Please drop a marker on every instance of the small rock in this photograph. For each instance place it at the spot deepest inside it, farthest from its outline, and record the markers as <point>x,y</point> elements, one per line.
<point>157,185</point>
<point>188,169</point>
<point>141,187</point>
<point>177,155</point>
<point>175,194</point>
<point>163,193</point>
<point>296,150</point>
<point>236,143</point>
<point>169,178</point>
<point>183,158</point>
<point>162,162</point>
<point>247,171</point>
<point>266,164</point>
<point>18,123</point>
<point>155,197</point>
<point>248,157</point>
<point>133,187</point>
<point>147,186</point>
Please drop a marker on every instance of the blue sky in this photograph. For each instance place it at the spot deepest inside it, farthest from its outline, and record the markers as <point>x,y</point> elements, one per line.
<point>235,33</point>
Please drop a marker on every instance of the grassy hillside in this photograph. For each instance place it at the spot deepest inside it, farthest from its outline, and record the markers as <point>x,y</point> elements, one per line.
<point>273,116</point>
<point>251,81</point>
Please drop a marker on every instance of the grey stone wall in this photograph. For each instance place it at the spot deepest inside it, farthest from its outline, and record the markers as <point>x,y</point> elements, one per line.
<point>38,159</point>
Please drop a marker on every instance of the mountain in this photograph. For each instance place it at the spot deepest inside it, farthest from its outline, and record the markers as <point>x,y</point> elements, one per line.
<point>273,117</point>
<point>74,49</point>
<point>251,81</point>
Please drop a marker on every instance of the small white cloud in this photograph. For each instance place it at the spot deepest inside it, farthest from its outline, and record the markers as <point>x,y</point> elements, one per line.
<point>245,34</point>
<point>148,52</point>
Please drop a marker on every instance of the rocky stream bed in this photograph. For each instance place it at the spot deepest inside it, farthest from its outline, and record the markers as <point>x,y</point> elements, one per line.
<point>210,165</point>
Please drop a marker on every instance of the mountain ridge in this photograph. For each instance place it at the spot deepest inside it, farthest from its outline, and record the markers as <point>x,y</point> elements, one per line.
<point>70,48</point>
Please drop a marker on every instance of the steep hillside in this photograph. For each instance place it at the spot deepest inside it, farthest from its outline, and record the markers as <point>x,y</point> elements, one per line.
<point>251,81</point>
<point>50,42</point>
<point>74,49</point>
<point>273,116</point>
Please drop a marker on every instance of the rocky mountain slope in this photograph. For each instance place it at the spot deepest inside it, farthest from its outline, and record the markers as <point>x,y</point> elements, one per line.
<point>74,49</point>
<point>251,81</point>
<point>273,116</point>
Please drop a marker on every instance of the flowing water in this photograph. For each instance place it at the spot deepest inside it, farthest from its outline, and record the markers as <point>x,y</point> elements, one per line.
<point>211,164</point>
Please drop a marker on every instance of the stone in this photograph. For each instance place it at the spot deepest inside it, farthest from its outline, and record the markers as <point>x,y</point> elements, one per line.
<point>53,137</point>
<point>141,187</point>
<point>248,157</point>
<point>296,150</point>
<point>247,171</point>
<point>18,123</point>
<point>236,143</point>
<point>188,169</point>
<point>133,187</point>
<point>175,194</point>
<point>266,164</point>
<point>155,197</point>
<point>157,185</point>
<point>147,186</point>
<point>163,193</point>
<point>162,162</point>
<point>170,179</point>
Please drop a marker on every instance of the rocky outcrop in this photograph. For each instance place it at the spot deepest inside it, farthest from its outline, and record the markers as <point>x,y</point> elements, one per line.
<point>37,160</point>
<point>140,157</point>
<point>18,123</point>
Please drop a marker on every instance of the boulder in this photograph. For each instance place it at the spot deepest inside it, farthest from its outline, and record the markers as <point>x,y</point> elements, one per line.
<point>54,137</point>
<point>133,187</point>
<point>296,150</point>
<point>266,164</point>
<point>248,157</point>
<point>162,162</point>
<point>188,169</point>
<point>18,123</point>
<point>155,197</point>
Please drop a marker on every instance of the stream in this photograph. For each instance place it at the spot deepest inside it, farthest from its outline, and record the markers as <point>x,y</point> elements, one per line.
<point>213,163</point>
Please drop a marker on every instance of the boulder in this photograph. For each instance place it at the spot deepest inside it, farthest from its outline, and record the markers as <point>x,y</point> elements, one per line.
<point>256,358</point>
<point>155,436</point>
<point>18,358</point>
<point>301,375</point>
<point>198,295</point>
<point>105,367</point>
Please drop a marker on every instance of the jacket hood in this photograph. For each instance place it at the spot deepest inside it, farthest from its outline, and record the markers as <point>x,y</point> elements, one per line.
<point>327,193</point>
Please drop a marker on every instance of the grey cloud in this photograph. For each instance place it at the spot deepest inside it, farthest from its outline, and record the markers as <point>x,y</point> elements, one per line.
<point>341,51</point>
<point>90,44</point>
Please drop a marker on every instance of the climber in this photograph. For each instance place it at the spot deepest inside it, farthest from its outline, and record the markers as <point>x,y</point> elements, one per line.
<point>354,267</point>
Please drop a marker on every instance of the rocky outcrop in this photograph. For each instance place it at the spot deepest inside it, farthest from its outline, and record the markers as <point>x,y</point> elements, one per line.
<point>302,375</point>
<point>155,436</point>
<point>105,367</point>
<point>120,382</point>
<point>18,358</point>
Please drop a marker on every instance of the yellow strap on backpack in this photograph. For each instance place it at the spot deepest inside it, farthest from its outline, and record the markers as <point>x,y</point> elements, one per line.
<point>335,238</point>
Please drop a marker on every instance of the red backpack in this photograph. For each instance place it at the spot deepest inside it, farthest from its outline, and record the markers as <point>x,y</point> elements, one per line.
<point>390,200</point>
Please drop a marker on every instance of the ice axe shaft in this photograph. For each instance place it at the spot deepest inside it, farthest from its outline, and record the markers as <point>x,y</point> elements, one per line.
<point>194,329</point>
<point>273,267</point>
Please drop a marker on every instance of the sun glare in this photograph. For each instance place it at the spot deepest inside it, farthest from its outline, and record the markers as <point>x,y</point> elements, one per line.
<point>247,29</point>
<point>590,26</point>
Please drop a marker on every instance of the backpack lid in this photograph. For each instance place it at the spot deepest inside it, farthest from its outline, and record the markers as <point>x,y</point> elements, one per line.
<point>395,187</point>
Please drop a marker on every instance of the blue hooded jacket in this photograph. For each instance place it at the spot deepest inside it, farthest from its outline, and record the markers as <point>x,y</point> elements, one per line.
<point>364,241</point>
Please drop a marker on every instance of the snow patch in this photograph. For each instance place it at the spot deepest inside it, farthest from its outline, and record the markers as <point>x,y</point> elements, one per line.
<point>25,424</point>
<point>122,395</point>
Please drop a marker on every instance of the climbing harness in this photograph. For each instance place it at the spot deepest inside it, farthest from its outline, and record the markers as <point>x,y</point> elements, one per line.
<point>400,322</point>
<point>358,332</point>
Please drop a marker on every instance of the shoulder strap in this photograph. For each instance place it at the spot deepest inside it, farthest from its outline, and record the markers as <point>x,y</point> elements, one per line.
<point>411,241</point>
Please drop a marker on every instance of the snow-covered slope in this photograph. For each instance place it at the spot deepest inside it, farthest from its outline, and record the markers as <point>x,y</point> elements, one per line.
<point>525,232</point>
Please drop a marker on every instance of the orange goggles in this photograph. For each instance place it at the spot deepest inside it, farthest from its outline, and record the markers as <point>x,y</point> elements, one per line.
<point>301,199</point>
==
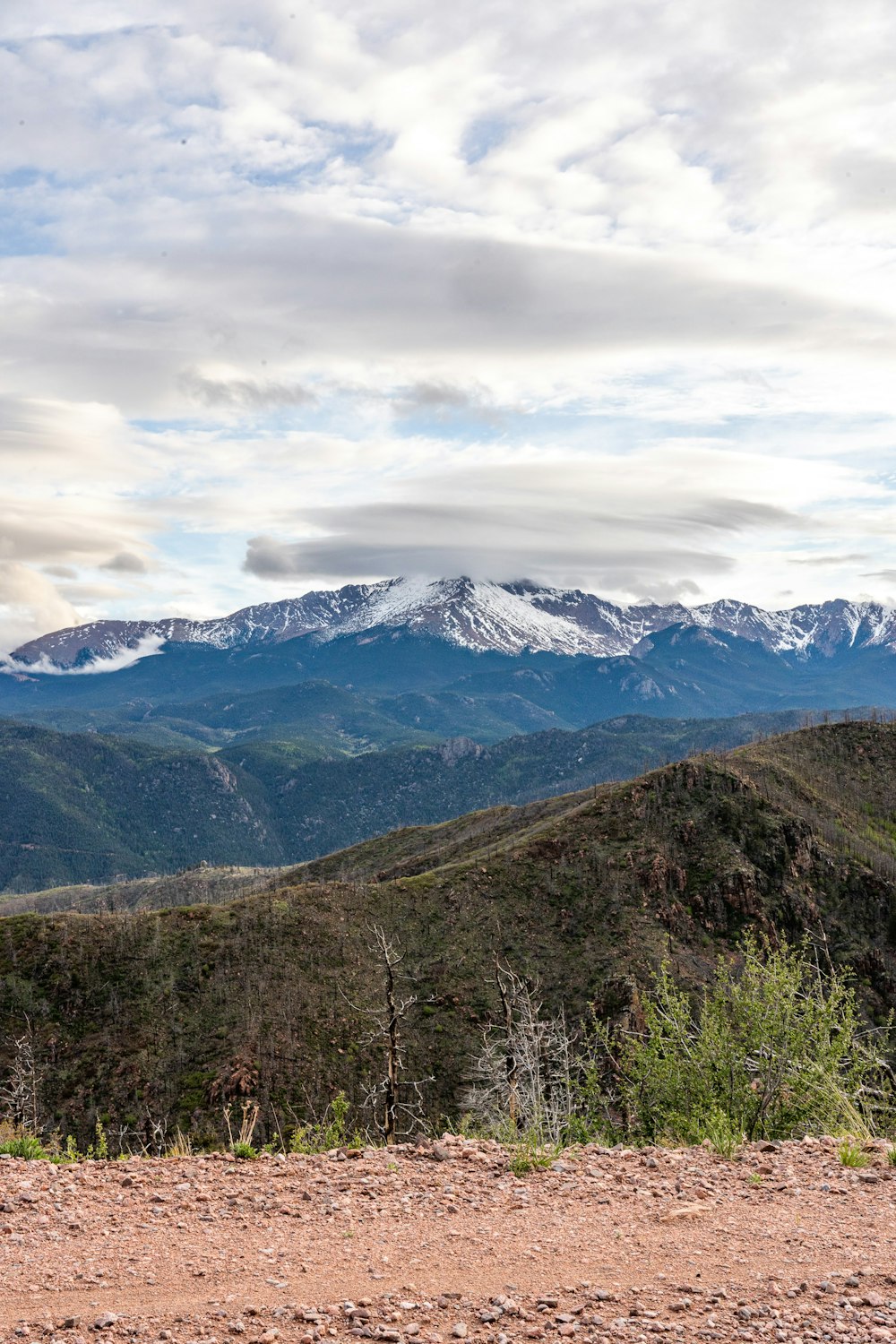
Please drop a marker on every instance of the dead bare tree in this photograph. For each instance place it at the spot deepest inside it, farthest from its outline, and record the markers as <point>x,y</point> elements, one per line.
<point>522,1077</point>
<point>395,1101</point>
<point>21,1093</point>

→ **Exercise description**
Can you arrange the lines from the one containing "Please drop a marker on every instance of the climbing" up to and including the one containing "<point>358,332</point>" as a JSON list of strings, one string per line, with blank lines left out?

→ **Answer for the task**
[
  "Please drop a marker on every instance of the climbing harness in this photograph. For each instance place it at the spot deepest inside it, farthest from its outline, and record the markers as <point>x,y</point> elements, one per line.",
  "<point>400,322</point>",
  "<point>358,332</point>"
]